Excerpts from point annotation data

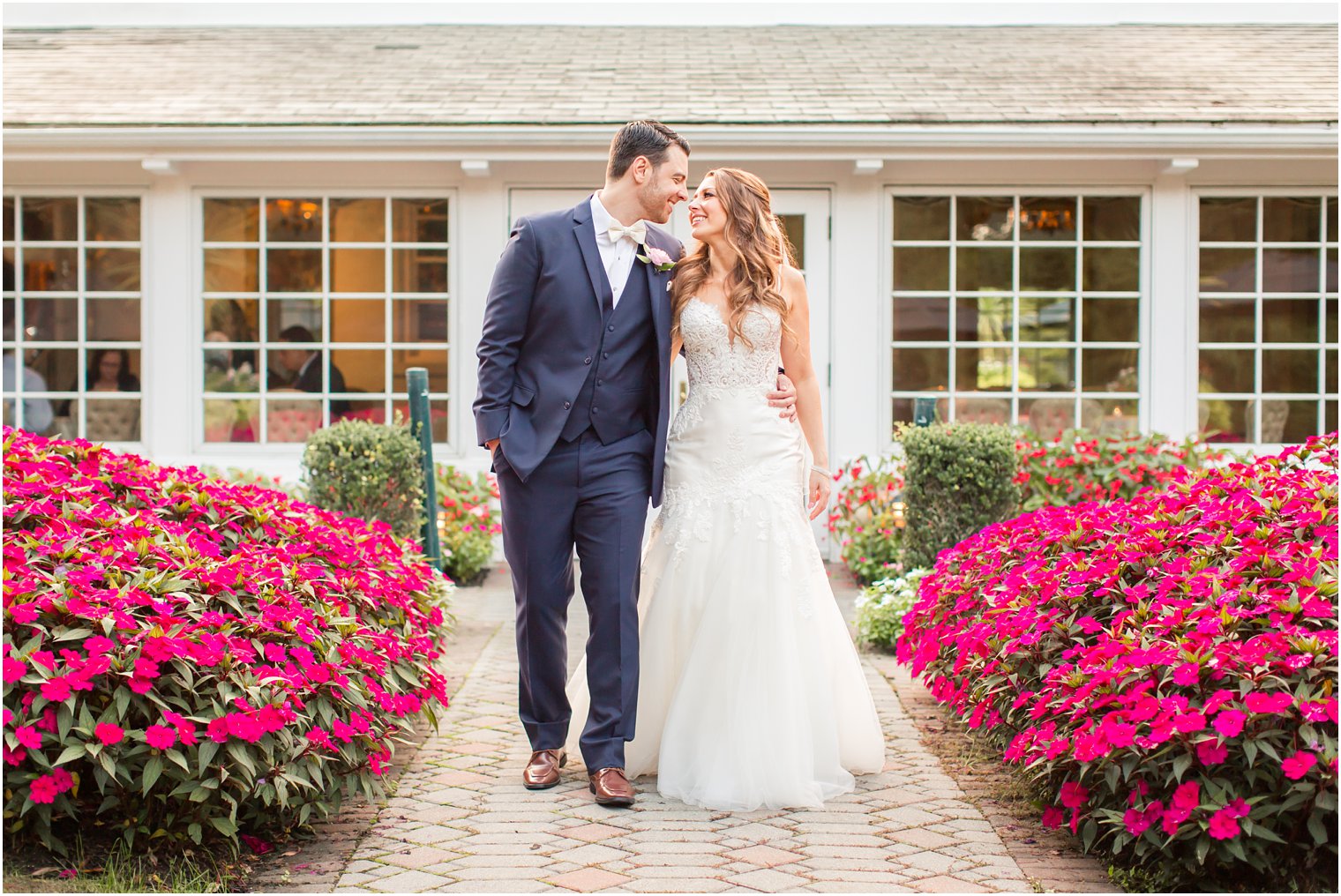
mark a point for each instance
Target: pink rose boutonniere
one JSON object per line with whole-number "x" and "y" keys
{"x": 657, "y": 258}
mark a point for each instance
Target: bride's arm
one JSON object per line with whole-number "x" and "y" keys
{"x": 796, "y": 358}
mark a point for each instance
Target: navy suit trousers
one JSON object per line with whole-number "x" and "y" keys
{"x": 595, "y": 497}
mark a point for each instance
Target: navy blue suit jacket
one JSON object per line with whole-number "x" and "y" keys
{"x": 542, "y": 319}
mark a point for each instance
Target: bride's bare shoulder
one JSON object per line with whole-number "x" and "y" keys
{"x": 793, "y": 283}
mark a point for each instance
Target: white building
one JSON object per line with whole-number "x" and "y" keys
{"x": 1120, "y": 226}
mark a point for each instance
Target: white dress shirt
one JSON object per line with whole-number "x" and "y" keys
{"x": 616, "y": 255}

- **WHAT YOU NEED TO DO**:
Write out every line of the items above verbatim, leaving out the pictures.

- **PROBLEM SOLUTION**:
mark a point for each instance
Target: pink rose boutonniere
one JSON object per line with whole-number "x" and "y" keys
{"x": 657, "y": 258}
mark a point for each instance
Target: bride's arm
one JSON object per line with whole-number "x" and "y" keys
{"x": 796, "y": 358}
mark a point for each instance
Target: navy suit trousers
one JSON object per line with whole-number "x" and "y" keys
{"x": 595, "y": 497}
mark a point for each instance
Target: navy blue suit jacket
one JSON object per line with whole-number "x" and "y" keys
{"x": 542, "y": 319}
mark a point for each instance
Target: bride's bare shoulder
one JSON object per line with whole-number "x" and "y" keys
{"x": 793, "y": 283}
mark a point for each instance
Target: white building
one JSON object per line with whole-number "x" and "y" keys
{"x": 1120, "y": 226}
mark a point for each instance
Target: white dress shirt
one JSON object per line with whole-number "x" and "y" keys
{"x": 616, "y": 255}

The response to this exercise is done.